■ **Given data**
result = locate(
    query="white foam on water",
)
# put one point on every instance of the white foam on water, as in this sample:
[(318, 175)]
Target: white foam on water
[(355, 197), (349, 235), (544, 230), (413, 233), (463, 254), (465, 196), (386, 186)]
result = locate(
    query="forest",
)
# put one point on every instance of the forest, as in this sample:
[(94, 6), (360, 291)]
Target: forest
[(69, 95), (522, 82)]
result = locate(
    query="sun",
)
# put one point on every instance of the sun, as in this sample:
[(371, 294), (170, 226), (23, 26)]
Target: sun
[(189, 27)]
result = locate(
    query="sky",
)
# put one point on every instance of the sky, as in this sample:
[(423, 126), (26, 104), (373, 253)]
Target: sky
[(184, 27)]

...

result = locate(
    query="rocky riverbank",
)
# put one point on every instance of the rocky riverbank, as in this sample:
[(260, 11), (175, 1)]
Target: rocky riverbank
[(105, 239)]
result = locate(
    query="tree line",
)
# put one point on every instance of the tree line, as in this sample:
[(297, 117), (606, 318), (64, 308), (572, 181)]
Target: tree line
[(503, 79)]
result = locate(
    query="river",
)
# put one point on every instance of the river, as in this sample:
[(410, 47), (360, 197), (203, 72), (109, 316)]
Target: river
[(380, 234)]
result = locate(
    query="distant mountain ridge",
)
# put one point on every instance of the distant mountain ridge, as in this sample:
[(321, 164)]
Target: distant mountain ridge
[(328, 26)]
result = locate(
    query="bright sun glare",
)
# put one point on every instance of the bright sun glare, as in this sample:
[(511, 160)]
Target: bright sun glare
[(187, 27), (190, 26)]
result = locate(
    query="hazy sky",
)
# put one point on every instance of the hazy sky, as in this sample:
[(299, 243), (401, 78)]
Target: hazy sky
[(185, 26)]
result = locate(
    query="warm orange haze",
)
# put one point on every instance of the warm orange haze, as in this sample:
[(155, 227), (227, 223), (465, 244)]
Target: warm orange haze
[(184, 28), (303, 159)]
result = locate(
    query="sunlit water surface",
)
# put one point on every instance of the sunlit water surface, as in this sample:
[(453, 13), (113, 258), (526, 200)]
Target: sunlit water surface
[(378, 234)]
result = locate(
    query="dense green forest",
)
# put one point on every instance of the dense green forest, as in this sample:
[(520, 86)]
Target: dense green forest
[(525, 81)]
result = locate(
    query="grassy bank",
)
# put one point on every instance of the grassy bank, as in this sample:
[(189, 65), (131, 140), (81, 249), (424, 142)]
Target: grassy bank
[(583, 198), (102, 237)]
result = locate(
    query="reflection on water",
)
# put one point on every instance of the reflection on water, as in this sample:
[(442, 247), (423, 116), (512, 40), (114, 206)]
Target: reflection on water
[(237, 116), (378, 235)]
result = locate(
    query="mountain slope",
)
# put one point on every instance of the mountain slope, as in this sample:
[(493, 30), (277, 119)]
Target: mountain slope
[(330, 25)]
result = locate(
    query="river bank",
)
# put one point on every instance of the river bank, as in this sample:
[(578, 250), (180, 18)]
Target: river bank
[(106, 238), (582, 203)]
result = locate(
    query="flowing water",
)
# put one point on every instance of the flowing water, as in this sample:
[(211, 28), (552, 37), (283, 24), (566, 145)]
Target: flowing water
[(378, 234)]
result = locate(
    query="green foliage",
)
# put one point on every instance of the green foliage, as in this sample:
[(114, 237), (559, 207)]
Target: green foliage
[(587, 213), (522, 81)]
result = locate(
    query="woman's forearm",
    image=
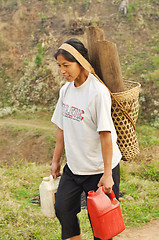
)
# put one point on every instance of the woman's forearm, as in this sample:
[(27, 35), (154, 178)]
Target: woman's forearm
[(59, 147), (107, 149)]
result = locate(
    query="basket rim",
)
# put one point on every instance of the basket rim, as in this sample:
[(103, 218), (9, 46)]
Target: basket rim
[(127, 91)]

---

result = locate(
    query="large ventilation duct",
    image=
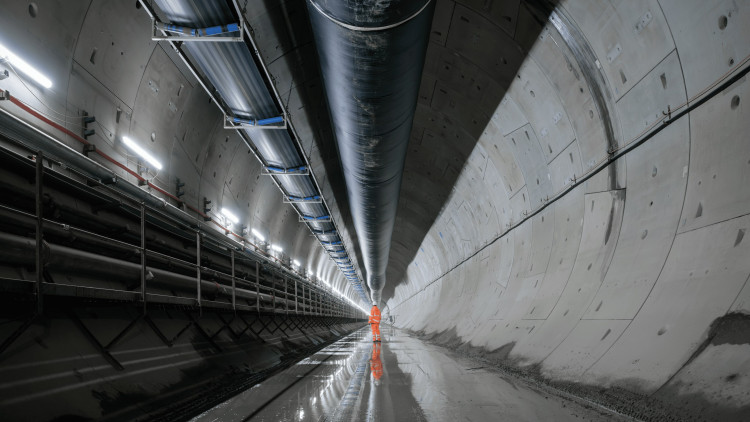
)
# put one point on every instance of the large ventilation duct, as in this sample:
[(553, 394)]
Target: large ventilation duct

■ **Given request**
Select every line of the listing that contains the word "ridge".

■ **Exercise answer**
    query="distant mountain ridge",
# put one point on every instance of the distant mountain ridge, as in this sample:
Target: distant mountain ridge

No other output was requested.